AIM → What follows is a listing. Return every line of it exactly.

LISTED RECORDS →

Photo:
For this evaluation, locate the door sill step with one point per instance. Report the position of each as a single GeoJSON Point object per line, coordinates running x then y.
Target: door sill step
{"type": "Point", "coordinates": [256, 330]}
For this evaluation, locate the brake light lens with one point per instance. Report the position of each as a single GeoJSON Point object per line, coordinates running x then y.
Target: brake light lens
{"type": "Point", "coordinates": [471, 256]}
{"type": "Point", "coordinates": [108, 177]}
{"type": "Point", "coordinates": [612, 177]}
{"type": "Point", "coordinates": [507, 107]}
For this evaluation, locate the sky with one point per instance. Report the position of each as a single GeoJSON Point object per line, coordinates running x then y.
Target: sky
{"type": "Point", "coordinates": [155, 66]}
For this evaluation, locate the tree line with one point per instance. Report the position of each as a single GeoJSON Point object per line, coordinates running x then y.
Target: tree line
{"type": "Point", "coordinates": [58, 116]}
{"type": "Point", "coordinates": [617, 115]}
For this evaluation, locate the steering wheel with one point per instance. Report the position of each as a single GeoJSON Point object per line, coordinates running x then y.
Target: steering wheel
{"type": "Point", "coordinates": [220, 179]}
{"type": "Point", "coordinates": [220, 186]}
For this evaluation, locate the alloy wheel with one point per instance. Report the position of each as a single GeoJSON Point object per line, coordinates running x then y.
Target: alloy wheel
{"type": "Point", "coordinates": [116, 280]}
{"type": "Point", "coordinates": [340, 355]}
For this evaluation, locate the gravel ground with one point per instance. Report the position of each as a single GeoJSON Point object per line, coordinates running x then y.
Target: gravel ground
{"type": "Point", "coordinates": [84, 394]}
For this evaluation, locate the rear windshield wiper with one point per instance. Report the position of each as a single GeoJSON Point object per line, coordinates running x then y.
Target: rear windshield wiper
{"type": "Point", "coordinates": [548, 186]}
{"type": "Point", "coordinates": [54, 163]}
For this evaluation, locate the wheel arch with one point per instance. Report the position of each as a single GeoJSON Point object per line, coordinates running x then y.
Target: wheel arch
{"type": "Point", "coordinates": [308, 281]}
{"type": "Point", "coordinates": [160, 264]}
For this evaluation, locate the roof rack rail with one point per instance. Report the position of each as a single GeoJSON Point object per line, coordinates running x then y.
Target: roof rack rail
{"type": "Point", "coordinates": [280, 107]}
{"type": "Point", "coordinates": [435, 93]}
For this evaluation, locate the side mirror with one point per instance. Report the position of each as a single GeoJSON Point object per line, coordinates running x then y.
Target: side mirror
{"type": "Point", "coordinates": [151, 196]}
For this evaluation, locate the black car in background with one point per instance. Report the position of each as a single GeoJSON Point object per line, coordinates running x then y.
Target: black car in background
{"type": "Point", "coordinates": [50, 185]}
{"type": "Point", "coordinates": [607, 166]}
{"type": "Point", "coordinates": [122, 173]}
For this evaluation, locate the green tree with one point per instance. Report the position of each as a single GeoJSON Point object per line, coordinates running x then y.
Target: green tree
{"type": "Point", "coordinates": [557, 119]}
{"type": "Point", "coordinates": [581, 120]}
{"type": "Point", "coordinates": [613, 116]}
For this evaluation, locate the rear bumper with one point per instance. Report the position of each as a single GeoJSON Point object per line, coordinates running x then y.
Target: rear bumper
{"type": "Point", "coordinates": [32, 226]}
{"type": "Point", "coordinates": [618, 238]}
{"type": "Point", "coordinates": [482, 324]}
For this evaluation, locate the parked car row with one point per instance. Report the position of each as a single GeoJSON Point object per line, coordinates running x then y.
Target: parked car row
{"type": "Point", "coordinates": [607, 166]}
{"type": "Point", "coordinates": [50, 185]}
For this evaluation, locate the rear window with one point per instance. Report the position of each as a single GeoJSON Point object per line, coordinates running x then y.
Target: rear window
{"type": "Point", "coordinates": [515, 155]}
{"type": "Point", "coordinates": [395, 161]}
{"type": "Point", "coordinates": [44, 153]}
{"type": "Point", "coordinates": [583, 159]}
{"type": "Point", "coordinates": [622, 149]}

TASK ANSWER →
Photo:
For this evaluation, locate the door sill step with one point per instance. Report the position of each as a single GeoJSON Point object per line, coordinates running x then y.
Target: door sill step
{"type": "Point", "coordinates": [256, 330]}
For this evaluation, locate the brake light lens with one point per instance. Report the position of each as a single GeoJSON Point object per line, coordinates running x then y.
Target: brake light lens
{"type": "Point", "coordinates": [471, 256]}
{"type": "Point", "coordinates": [108, 177]}
{"type": "Point", "coordinates": [612, 177]}
{"type": "Point", "coordinates": [507, 107]}
For this evaluation, locate the sky with one point per instance. Report the position of each as a single GeoJSON Point object per line, coordinates running x then y.
Target: sky
{"type": "Point", "coordinates": [155, 66]}
For this evaluation, locate the tree line with one point per instance. Report the position of each as a single GeoJSON Point object per line, coordinates running x then y.
Target: tree line
{"type": "Point", "coordinates": [58, 116]}
{"type": "Point", "coordinates": [617, 115]}
For this evaluation, locate the steering wheel with one point per instance. Report the position of each as a single GeoJSON Point object per line, coordinates running x then y.
Target: steering wheel
{"type": "Point", "coordinates": [220, 179]}
{"type": "Point", "coordinates": [220, 186]}
For this evaluation, locate the alloy wheel with one point per instance. Report the position of each as a single GeoJSON Point object per line, coordinates running x then y.
Target: alloy wheel
{"type": "Point", "coordinates": [116, 280]}
{"type": "Point", "coordinates": [340, 355]}
For this evaluation, locate the gravel ground with one point per instance. Report the position of each as a single GeoJSON Point object per line, coordinates running x then y.
Target: gravel ground
{"type": "Point", "coordinates": [84, 394]}
For this evaluation, locate the rear windshield wiper with one point per instance. Report the position of each as a single GeoJSON Point object per line, coordinates running x then y.
Target: rear windshield wiper
{"type": "Point", "coordinates": [548, 186]}
{"type": "Point", "coordinates": [54, 163]}
For this evaluation, locate the wheel arch with one point per instance. Report the position of each as a single GeoJSON Point object per line, coordinates running x then y.
Target: wheel arch
{"type": "Point", "coordinates": [308, 281]}
{"type": "Point", "coordinates": [160, 264]}
For this evaluation, locate the roof rack rail with one point per instance. Report the position of each as a single GeoJSON Point object per line, coordinates running x then y.
Target: roof rack rail
{"type": "Point", "coordinates": [280, 107]}
{"type": "Point", "coordinates": [435, 93]}
For this evaluation, locate the side mirror with one point per instance. Report the position of each as a single GeoJSON Point object per line, coordinates running x then y.
Target: side mirror
{"type": "Point", "coordinates": [151, 196]}
For this evaluation, locate the black car in background with one point per instance. Report the position of each as a single GeoJSON Point object per line, coordinates running x then y.
Target: black car in background
{"type": "Point", "coordinates": [50, 185]}
{"type": "Point", "coordinates": [607, 166]}
{"type": "Point", "coordinates": [122, 173]}
For this evaluation, locate the green tree with one point per instance. Report the position of each as a single GeoJSON Point object per line, coordinates running x then y.
Target: green tree
{"type": "Point", "coordinates": [557, 119]}
{"type": "Point", "coordinates": [581, 120]}
{"type": "Point", "coordinates": [613, 116]}
For this evaluation, locate the rear bumper with one point per instance. Report the position of each as a single GeoJSON Point object per line, coordinates running x then y.
Target: rear bumper
{"type": "Point", "coordinates": [32, 226]}
{"type": "Point", "coordinates": [618, 238]}
{"type": "Point", "coordinates": [482, 324]}
For this evaluation, locate the parked car row with one point per instance. Report the position of each as a single GeoJSON Point object per line, coordinates running x then y.
Target: parked car row
{"type": "Point", "coordinates": [607, 166]}
{"type": "Point", "coordinates": [50, 185]}
For this evaluation, locate the rear window with one point per instance. Report the position of each as a single GeoJSON Point object per line, coordinates running x then y.
Target: rear window
{"type": "Point", "coordinates": [515, 155]}
{"type": "Point", "coordinates": [395, 161]}
{"type": "Point", "coordinates": [44, 153]}
{"type": "Point", "coordinates": [583, 159]}
{"type": "Point", "coordinates": [622, 149]}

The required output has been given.